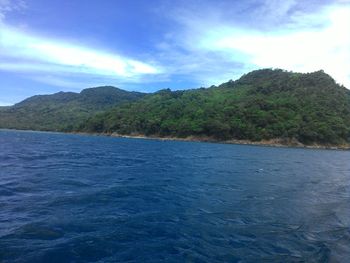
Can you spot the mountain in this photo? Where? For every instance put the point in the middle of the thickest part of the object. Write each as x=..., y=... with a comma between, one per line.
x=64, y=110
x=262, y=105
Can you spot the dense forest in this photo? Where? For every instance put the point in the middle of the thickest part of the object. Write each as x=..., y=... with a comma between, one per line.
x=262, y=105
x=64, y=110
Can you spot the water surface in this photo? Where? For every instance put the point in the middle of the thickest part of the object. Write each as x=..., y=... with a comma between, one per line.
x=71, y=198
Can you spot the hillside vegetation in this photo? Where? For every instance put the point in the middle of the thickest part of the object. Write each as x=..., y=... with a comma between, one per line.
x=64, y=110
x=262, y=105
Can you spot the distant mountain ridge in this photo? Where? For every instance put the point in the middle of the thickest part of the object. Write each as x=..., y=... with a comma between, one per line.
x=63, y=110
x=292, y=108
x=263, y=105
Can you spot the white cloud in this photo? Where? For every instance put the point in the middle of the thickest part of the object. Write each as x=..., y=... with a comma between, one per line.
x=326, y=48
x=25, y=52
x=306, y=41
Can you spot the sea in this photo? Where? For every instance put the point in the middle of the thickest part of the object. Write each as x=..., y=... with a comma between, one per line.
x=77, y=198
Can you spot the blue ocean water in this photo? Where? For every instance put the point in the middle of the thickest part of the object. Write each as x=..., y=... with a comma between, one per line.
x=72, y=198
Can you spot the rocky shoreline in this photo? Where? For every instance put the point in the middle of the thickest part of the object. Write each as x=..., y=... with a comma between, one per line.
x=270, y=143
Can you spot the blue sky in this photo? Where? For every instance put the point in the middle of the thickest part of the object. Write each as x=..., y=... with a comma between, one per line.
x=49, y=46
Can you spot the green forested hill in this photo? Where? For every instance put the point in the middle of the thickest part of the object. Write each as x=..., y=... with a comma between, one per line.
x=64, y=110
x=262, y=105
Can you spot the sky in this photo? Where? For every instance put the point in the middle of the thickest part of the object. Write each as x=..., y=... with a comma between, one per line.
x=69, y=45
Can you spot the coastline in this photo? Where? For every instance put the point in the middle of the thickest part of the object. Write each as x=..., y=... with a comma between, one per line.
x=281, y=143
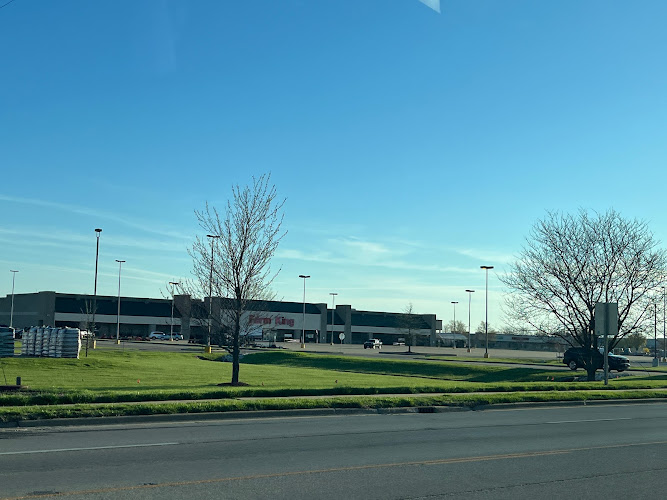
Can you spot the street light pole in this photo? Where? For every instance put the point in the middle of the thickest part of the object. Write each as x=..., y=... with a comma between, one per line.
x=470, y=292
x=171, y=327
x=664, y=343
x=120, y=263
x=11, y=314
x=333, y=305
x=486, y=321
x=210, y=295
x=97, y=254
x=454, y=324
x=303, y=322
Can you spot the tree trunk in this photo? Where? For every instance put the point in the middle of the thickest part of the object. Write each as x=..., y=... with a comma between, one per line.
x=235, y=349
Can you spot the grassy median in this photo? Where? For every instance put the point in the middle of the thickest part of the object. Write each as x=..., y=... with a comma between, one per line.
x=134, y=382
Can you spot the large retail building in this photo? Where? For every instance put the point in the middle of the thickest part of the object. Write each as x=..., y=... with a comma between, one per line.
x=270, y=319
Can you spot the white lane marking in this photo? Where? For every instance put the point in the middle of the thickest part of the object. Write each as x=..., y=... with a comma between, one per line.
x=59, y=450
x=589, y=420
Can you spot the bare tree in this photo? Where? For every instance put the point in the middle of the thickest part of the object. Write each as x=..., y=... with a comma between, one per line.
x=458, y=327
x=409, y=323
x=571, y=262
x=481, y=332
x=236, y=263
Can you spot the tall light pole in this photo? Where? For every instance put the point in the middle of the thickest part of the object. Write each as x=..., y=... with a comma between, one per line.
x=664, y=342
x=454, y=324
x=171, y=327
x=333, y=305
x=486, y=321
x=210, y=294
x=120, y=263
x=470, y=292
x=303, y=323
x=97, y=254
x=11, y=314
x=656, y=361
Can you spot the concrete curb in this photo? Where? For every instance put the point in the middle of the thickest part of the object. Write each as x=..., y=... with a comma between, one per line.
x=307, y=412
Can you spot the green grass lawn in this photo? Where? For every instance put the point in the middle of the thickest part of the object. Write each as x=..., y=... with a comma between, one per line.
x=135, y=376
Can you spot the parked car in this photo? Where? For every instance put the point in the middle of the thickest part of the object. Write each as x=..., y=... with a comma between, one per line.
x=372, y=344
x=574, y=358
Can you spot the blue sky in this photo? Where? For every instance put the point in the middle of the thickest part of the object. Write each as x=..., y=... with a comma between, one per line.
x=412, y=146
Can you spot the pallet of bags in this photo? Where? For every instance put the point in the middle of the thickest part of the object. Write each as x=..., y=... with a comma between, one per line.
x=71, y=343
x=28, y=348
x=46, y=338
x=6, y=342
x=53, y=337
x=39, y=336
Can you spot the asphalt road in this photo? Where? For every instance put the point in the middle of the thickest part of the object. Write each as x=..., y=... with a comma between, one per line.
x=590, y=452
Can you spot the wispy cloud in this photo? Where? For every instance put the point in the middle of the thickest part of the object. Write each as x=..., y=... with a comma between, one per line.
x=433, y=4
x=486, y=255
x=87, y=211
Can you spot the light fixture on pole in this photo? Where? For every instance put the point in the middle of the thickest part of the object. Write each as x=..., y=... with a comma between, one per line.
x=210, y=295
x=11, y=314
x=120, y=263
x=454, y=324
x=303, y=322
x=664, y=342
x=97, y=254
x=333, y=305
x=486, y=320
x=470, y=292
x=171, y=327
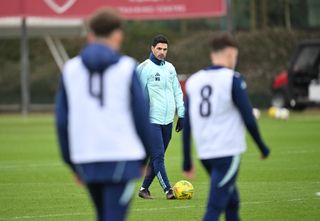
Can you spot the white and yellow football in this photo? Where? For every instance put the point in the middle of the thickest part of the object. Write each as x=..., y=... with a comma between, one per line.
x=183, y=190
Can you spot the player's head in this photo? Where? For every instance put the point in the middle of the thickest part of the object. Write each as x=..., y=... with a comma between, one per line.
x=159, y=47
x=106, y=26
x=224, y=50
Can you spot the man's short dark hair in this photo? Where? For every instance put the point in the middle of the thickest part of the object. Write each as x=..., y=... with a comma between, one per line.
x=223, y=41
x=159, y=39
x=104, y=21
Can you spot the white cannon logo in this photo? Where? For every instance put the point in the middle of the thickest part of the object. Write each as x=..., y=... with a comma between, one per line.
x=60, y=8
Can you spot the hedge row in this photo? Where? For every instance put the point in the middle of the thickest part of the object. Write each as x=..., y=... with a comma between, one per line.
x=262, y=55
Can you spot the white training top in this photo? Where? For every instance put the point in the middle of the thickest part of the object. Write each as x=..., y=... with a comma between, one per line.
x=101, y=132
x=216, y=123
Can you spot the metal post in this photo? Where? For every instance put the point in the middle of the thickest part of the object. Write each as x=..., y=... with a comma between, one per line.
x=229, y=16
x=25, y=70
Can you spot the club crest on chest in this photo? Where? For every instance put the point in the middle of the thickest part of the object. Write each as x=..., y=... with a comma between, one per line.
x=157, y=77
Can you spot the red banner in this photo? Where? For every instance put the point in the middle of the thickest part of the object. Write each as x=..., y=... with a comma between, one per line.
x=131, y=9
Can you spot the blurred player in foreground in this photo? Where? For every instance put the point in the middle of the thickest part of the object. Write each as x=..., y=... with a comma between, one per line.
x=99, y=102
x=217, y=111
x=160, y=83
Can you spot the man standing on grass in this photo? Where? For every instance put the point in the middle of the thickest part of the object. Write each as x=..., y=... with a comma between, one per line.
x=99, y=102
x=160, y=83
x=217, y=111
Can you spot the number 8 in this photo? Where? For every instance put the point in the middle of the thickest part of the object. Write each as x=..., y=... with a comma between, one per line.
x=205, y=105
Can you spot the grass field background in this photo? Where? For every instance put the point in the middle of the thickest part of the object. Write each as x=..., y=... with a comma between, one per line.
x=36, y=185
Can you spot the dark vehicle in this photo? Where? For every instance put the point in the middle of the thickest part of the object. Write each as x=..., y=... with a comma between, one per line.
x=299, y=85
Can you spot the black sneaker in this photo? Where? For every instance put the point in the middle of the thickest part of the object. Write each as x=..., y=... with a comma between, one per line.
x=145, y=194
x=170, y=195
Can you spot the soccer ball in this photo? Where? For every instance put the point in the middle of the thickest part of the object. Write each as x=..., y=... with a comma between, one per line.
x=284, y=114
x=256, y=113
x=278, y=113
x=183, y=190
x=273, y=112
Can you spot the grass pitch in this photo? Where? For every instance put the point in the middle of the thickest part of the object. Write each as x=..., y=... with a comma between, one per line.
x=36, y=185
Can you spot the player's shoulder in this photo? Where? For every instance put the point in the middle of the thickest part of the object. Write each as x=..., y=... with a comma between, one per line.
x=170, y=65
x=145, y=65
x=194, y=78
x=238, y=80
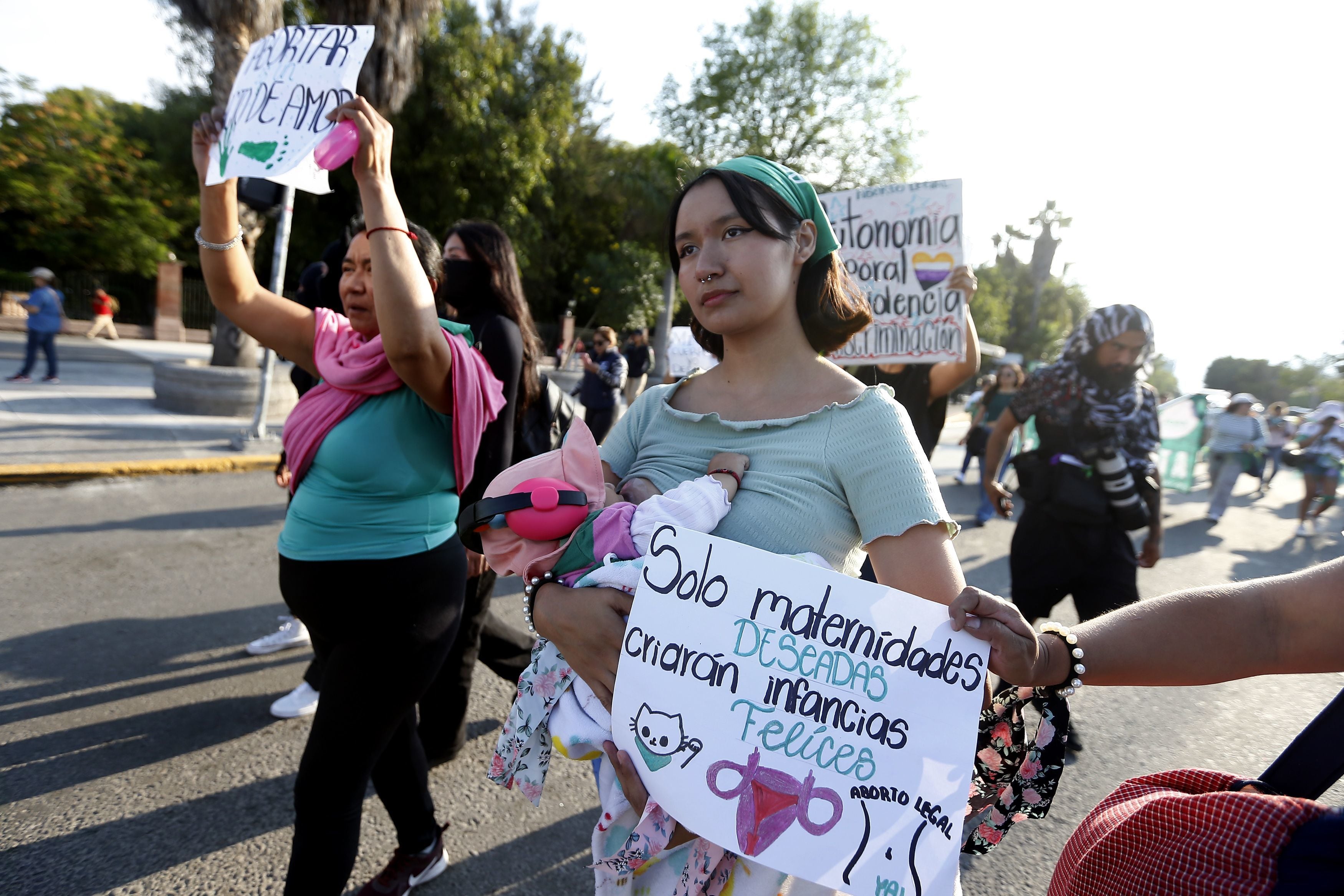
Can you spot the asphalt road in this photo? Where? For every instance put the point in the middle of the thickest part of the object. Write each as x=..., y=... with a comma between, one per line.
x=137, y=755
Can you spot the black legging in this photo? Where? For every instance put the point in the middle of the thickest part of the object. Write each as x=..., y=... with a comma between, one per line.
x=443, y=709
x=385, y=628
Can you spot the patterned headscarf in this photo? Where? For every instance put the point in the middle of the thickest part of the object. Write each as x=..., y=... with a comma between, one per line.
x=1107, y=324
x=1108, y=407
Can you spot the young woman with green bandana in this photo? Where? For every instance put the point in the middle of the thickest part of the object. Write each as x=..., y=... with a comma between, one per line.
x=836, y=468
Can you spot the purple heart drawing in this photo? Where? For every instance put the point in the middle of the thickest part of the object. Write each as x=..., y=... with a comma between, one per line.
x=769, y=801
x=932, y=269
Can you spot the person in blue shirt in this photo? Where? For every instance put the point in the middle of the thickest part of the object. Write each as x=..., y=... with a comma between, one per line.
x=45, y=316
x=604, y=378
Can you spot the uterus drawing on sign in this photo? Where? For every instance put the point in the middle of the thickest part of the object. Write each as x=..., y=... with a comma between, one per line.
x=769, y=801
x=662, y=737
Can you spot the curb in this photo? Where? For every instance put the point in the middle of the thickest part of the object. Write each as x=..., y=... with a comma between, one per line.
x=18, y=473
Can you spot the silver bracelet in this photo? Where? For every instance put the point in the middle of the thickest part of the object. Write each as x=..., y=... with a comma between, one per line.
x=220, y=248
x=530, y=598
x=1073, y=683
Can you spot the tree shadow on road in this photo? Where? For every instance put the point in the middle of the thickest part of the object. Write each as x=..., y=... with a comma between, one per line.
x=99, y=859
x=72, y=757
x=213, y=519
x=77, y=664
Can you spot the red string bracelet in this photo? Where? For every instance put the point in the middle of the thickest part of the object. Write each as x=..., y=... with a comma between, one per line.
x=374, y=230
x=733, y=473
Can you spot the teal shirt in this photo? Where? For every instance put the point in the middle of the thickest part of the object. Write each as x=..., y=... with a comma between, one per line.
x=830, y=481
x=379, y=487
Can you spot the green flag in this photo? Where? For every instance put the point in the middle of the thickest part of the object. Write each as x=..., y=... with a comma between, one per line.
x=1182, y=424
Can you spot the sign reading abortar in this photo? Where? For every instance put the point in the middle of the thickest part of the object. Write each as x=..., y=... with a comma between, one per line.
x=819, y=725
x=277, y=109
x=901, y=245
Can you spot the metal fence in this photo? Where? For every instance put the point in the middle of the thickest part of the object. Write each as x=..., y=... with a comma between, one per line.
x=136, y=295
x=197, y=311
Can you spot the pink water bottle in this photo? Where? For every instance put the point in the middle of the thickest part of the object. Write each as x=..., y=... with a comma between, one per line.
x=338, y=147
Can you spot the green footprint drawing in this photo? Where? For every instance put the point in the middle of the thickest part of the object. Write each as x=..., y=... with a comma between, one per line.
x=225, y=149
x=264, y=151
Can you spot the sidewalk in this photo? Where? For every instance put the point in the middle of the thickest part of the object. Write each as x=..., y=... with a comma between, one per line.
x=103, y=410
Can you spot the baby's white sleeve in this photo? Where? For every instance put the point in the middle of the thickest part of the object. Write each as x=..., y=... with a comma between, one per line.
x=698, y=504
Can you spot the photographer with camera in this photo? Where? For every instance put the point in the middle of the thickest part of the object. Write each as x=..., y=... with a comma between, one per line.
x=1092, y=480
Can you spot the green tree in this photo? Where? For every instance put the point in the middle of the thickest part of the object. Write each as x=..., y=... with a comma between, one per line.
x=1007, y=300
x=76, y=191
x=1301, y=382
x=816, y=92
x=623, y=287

- - - - - - -

WRITTEN TASK
Reproduce verbatim everything in the material above, from the line containing "Can you spot the hillside" down to the line containing "x=72, y=198", including both of those lines.

EXERCISE OUTPUT
Can you spot the hillside vegetation in this photo? Where? For every instance put the point in the middle of the thickest part of the object. Write each as x=..., y=... with a comma between, one per line.
x=64, y=110
x=262, y=105
Can you spot the distant mountain ridge in this photo? Where? For every instance put the point in the middle of the thickest part of the object. Write each as x=..., y=... with a comma between, one per line.
x=63, y=110
x=292, y=108
x=263, y=105
Can you spot the white cloud in this photo? Where? For every instance put the point in the middle of the thickest part of the object. Write each as x=..., y=... with a comma between, one per line.
x=326, y=48
x=25, y=52
x=306, y=41
Can you spot the sea in this photo? Where? For every instance put the point in the middle of the thickest part of the object. Write each as x=..., y=... with a comma between, one per line.
x=77, y=198
Can you spot the blue ocean water in this photo? Where? For every instance put the point in the middle of the thickest part of the object. Write each as x=..., y=... with a comma between, one per line.
x=72, y=198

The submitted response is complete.